Cuando cumplió tres años como timonel del Ministerio de Economía, este cronista lo definió como el más conservador de los heterodoxos. O, lo que es lo mismo, el menos ortodoxo entre los economistas que repiten la receta conocida. La impronta de Kirchner lo corrió de su natural conservadurismo, característica que le sirvió para encandilar a empresarios y ciertos periodistas. La principal virtud de Lavagna al asumir el cargo fue la de saber leer cómo era el ciclo económico en el país luego de cuatro años de recesión, devaluación y default. Y acompañar con prudencia la ya lanzada tendencia de recuperación sin generar turbulencias.
En sus primeros meses de gestión también mostró reflejos para enfrentar las presiones por un bono compulsivo para los ahorristas acorralados y por un seguro de cambio para grupos económicos endeudados en el exterior. Y ostentó sus reflejos al continuar en el cargo con el cambio de Presidente reteniendo un juego propio que colegas del gabinete carecían. Su posición negociadora frente al FMI y los acreedores defolteados, con el imprescindible respaldo del Presidente, es uno de sus principales activos. Pero a él le pasó lo mismo que a varios que estuvieron en su lugar: “enamorarse de la criatura”. Esto es pensar que el sendero correcto es seguir haciendo lo mismo que cuando estuvo con Eduardo Duhalde y en los dos primeros años de Kirchner. Esa estrategia tiene su sustento en el miedo a perder lo reconstruido. Un síndrome similar padeció Domingo Cavallo con la convertibilidad, y en extremo Roque Fernández con su piloto automático. La política salarial, que en su discurso lo ubicaba equivocadamente como un factor de presión inflacionaria. La desestimación de la discusión de una necesaria reforma tributaria por temor a perder recaudación. Y el archivo de una indispensable reforma previsional. Cada una de esas posturas sobre la agenda económica futura eran síntomas de temor de Lavagna a alterar un rumbo que hasta ahora le había dado resultado.

■ Datos

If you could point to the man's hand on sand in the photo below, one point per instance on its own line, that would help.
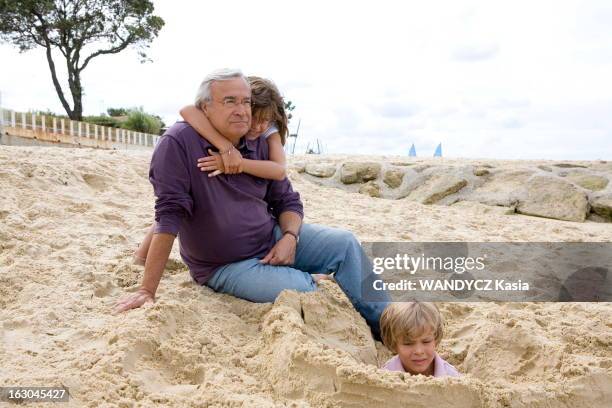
(134, 301)
(282, 253)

■ Tarea 1
Reescribe de forma más breve el párrafo del texto sobre la gestión de Lavagna que empieza con "Cuando cumplió tres años", conservando sus datos principales.
■ Tarea 2
Prosigue el texto sobre la gestión de Lavagna a partir de su última oración.

■ Resultado 1
Al cumplir Lavagna tres años al frente del Ministerio de Economía, el cronista lo definió como el más conservador de los heterodoxos, es decir, el menos ortodoxo de los economistas de receta conocida. La influencia de Kirchner lo apartó de su conservadurismo natural, rasgo con el que había encandilado a empresarios y a ciertos periodistas. Su principal virtud al asumir fue interpretar el ciclo económico tras cuatro años de recesión, devaluación y default, y acompañar con prudencia la recuperación ya iniciada sin generar turbulencias.

■ Resultado 2
“La oportunidad está al alcance de la Argentina y está vez no debemos dejarla pasar”, escribió en la carta de renuncia el ahora ex ministro. Seguir con el conservadurismo heterodoxo, es decir con lo mismo de los últimos años, sería, en verdad, perder la oportunidad. Ahora Kirchner, con una ministra heterodoxa sin culpa, tiene la oportunidad que con Lavagna la estaba dejando pasar. Un baño de humildad.